* YOUR OBJECTIVE
Search the material below for the word "strap". Copy every line that has it.

* RECORDS PROVIDED
—————

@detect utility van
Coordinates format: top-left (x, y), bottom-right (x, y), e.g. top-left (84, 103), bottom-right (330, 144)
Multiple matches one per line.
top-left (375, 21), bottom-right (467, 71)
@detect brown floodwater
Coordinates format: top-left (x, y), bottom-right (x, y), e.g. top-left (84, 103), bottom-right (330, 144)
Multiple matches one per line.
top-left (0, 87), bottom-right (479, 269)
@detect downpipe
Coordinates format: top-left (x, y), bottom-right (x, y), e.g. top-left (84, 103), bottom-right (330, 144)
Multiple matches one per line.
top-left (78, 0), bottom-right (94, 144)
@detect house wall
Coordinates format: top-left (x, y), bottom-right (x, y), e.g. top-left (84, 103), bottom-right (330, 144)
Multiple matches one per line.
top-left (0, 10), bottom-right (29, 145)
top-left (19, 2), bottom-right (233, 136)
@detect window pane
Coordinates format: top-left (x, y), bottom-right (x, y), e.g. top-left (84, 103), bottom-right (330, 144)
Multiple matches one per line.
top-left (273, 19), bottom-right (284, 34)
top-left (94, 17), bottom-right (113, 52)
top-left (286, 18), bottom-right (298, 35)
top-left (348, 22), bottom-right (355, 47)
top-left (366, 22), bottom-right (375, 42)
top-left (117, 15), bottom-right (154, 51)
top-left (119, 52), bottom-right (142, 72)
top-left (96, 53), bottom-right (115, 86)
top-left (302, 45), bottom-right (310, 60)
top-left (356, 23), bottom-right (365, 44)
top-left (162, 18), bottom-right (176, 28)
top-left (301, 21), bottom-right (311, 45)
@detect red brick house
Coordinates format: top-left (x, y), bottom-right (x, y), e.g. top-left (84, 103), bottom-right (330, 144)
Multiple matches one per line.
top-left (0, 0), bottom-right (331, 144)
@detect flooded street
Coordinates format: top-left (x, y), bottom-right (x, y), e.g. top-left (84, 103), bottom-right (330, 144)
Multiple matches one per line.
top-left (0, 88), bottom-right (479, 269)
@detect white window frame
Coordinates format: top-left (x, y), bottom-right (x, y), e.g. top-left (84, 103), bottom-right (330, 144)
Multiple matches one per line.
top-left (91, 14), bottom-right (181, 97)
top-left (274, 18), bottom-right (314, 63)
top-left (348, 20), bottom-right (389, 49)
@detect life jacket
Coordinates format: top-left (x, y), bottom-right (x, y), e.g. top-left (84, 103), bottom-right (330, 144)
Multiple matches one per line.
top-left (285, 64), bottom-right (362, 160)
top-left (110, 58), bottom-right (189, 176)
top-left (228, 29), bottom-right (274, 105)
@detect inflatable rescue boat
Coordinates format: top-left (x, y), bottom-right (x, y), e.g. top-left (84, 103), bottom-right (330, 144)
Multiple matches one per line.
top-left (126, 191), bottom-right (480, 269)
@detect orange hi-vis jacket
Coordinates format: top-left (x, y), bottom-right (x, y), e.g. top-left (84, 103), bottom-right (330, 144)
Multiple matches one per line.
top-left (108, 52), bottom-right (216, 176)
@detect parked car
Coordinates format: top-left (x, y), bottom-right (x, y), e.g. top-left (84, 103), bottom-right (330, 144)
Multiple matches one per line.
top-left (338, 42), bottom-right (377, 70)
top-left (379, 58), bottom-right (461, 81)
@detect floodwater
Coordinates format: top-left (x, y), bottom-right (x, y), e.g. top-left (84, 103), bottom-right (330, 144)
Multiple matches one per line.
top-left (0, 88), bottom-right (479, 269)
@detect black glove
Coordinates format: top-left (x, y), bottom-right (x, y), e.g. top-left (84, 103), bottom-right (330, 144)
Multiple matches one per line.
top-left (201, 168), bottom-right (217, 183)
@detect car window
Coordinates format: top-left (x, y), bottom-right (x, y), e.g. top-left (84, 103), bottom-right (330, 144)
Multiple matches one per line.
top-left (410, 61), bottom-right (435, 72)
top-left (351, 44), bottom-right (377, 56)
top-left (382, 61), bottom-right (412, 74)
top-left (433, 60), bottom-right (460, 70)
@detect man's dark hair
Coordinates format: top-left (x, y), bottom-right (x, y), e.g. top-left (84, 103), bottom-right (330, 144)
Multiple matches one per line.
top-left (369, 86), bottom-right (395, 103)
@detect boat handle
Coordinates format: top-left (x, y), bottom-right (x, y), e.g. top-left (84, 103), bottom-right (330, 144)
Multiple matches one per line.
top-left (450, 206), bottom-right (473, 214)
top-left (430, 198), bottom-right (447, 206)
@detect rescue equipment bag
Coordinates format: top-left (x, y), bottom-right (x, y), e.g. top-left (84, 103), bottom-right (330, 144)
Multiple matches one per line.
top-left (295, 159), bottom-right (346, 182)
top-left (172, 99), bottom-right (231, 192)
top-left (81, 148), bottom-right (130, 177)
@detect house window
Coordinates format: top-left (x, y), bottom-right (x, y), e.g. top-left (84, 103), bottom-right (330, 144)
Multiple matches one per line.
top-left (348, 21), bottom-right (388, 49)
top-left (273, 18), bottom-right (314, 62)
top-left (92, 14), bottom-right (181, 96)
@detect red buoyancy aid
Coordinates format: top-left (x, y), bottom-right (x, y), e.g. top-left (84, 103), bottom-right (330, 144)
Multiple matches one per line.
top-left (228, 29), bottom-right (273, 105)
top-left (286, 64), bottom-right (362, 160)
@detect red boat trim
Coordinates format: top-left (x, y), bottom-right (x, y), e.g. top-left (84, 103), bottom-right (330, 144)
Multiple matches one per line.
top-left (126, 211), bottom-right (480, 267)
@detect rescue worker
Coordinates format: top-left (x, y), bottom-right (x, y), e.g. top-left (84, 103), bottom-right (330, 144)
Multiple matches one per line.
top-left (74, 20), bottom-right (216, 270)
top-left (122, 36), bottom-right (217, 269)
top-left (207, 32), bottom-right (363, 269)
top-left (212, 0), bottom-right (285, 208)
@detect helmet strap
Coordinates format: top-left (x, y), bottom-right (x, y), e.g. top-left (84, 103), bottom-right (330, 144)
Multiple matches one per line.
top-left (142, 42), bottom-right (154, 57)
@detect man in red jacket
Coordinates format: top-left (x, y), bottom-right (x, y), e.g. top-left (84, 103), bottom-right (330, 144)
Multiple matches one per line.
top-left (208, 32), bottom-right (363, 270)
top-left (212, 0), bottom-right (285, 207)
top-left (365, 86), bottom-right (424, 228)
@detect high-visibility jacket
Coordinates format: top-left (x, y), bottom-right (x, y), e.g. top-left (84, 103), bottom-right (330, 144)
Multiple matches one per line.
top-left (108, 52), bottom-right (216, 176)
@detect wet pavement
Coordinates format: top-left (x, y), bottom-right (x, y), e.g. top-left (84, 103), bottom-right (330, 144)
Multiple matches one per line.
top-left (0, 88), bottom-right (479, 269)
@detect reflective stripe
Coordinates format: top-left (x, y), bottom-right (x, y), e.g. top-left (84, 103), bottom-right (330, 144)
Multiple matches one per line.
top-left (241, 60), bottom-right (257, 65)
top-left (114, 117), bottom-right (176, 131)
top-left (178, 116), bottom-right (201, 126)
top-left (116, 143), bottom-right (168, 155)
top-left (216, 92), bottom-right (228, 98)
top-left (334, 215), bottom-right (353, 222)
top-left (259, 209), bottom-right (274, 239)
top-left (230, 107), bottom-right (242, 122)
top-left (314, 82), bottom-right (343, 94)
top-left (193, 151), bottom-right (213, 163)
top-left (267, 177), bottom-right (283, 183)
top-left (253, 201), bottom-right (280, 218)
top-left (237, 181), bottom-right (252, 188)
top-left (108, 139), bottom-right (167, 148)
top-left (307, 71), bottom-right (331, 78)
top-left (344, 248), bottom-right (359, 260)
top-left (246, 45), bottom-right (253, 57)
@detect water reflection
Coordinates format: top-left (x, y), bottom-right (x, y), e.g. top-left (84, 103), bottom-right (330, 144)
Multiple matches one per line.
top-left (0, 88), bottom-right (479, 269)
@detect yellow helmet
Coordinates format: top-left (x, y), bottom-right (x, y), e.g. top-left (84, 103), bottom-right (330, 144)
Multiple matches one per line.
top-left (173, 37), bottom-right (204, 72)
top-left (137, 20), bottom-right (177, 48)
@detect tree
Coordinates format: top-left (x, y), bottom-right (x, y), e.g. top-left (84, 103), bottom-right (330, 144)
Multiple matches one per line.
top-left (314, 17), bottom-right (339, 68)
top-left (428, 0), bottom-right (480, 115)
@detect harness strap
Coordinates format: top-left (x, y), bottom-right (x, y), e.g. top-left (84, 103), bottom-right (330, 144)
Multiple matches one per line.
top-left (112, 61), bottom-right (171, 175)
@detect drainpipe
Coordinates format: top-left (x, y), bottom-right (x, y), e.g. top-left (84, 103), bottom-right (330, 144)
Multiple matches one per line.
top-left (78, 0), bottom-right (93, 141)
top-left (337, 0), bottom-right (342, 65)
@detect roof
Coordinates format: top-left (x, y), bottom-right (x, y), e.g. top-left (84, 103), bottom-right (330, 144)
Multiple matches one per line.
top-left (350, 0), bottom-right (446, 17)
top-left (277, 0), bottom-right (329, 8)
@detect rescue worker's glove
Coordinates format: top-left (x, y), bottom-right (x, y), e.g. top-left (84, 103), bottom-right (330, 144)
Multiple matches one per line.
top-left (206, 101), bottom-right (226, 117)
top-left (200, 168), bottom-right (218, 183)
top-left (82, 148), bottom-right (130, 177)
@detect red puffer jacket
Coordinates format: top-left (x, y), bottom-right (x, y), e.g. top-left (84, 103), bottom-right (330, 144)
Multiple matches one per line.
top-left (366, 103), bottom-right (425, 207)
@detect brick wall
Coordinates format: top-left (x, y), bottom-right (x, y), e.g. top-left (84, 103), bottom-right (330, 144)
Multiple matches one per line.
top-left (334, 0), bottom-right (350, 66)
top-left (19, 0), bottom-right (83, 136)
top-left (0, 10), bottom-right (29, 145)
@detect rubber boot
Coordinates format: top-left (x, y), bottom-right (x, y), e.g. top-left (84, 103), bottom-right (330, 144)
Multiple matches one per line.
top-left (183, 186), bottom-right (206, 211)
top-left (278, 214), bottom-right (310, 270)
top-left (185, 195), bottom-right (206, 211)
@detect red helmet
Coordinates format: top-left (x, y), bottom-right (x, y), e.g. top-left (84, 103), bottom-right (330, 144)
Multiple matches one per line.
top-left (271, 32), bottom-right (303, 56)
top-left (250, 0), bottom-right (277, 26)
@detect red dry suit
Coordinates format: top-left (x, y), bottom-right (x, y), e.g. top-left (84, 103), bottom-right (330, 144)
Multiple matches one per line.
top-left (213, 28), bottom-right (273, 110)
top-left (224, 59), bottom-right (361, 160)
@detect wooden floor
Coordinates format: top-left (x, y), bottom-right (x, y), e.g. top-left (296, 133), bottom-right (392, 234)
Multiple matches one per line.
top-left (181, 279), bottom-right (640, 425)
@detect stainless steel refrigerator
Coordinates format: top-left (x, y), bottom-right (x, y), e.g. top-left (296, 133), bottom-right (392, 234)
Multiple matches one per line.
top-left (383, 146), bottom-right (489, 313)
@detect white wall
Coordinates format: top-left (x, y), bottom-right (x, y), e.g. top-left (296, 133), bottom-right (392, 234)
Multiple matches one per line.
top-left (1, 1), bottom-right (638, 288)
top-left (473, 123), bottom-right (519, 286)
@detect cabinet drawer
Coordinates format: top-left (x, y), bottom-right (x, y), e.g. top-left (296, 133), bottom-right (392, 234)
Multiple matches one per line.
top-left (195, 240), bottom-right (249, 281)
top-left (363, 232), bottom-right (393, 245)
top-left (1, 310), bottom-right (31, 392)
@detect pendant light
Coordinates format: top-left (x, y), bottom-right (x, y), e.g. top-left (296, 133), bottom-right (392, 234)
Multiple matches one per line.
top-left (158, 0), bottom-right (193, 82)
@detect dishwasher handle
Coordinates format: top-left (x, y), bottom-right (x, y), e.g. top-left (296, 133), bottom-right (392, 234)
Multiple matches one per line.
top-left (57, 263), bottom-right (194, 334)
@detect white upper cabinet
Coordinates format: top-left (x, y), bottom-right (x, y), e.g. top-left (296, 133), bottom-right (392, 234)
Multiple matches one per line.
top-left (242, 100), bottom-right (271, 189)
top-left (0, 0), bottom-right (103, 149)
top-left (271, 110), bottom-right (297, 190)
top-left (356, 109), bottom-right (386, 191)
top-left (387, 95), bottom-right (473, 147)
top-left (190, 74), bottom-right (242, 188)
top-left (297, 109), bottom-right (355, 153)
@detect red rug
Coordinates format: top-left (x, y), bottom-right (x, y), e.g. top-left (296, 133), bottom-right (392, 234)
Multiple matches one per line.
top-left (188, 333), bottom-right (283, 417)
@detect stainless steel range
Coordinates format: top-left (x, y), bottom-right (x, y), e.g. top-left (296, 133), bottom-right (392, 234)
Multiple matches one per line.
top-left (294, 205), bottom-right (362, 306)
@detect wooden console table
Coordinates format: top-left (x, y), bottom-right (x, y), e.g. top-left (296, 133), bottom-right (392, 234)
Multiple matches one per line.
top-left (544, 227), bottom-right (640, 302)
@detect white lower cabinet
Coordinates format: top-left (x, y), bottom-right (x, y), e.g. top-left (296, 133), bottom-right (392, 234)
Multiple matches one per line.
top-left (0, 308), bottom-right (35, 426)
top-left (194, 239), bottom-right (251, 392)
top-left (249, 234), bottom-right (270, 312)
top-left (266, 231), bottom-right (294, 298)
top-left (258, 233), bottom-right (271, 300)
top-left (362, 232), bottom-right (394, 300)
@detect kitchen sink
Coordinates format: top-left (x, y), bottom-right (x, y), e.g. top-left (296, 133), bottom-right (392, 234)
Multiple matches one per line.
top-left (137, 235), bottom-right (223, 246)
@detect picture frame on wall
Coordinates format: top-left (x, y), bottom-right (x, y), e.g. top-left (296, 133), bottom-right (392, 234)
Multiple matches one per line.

—————

* RESULT
@detect helmet strap
@detect harness strap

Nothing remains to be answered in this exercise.